# Emotiva UMC-200 and REW



## mircolino

Hi All,

I just got a brand new Emotiva UMC-200 preamp which comes with an 11 bands parametric equalizer (gain/Q) on each of the 7.1 channels. I personally find the included EMO-Q calibration software rather useless, so I decided to give REW a try!

Using REW, my goal is to set (for each of my 5.1 channels) the best possible crossover, trim, EQ gain and Q values in the UMC-200 preamp. Anybody that has already done that? :whistling:

Before I get started with REW I need to buy a calibrated mic/SPL meter. I have an external USB sound card (Native Instruments Komplete Audio 6) with XLR mic input and 48V phantom power, so I have no preference between USB or regular mic.

Cross Spectrum Labs sell the following models:


 Dayton EMM-6
 Dayton UMM-6
 MiniDSP UMIK-1

Which one would you recommend?
Also, do I need a SPL meter as well or anyone of the above mics will do?

Thank you in advance for your help,

---Mirco.

Source: HTPC with ATI Raden HD 6450 HDMI
Preamp: Emotiva UMC-200
Amp: Rotel RMB-1565
Front: B&W 804
Sub: Velodyne Optimum-10
Center: KEF iQ6C
Surr: KEF iQ8DS


----------



## norcalsteve

Hi,

I am of like mind and can share the following in my first post to this forum as a REW newbie.

I am also new to REW and after trying it out with the UMC-200 Mic for a week or so (bad idea and you will get bad results that are useless but can be used to practice using REW while you wait for your UMIK!), I bought a new UMC-200 / XPA-3 and SVS SB-1000 Subs and wanted to get the system dialed in properly.

So after a lot of experimentation and learning am now getting semi proficient at using the Manual EQ capabilities of the UMC-2000 with a UMIK 1 that I received it about a week ago. The UMIK ships from Hong Kong and I got it for $75 plus $20 shipping and arrived in just under a week via airmail but there was a weekend so might be faster if you order on a Monday or Tuesday. I highly recoomend the UMIK and you download a calibration file from their website and is totally plug and play with REW once you load the text calibration file. I am using a 10 year old laptop with the USB port for the Mic and is working great.

◆ Request a: Please quote the forum thread about the Emotiva UMC-200 word for word, beginning at the words "Before I get" and stopping after "would you recommend?".

◆ Entries supplied:
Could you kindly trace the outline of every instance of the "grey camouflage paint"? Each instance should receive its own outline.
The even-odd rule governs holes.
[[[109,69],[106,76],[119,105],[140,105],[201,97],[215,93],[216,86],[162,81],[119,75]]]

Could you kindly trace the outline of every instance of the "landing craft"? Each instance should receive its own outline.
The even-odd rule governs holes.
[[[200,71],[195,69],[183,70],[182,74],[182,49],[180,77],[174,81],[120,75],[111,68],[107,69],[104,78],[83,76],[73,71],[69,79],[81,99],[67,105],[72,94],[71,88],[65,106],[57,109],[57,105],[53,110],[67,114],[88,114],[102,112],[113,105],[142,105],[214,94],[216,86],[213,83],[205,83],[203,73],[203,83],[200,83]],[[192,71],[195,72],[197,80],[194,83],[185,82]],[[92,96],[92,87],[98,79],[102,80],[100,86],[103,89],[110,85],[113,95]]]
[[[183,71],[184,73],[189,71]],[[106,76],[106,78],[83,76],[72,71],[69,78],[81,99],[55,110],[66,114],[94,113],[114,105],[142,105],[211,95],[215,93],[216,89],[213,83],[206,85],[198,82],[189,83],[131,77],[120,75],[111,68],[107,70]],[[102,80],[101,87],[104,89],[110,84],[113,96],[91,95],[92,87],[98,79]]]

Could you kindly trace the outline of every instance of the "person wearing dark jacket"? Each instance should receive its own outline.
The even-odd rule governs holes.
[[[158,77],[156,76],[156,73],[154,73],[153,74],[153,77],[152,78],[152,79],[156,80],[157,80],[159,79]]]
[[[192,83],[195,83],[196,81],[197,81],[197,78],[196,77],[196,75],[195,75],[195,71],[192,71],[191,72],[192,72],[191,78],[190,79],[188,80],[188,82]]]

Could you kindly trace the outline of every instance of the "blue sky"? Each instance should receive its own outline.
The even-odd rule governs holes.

◆ Request b: How many lines of the records contain the word "instance"? Reply with the number alone.

◆ Correct output a:
Before I get started with REW I need to buy a calibrated mic/SPL meter. I have an external USB sound card (Native Instruments Komplete Audio 6) with XLR mic input and 48V phantom power, so I have no preference between USB or regular mic.

Cross Spectrum Labs sell the following models:


 Dayton EMM-6
 Dayton UMM-6
 MiniDSP UMIK-1

Which one would you recommend?

◆ Correct output b: 4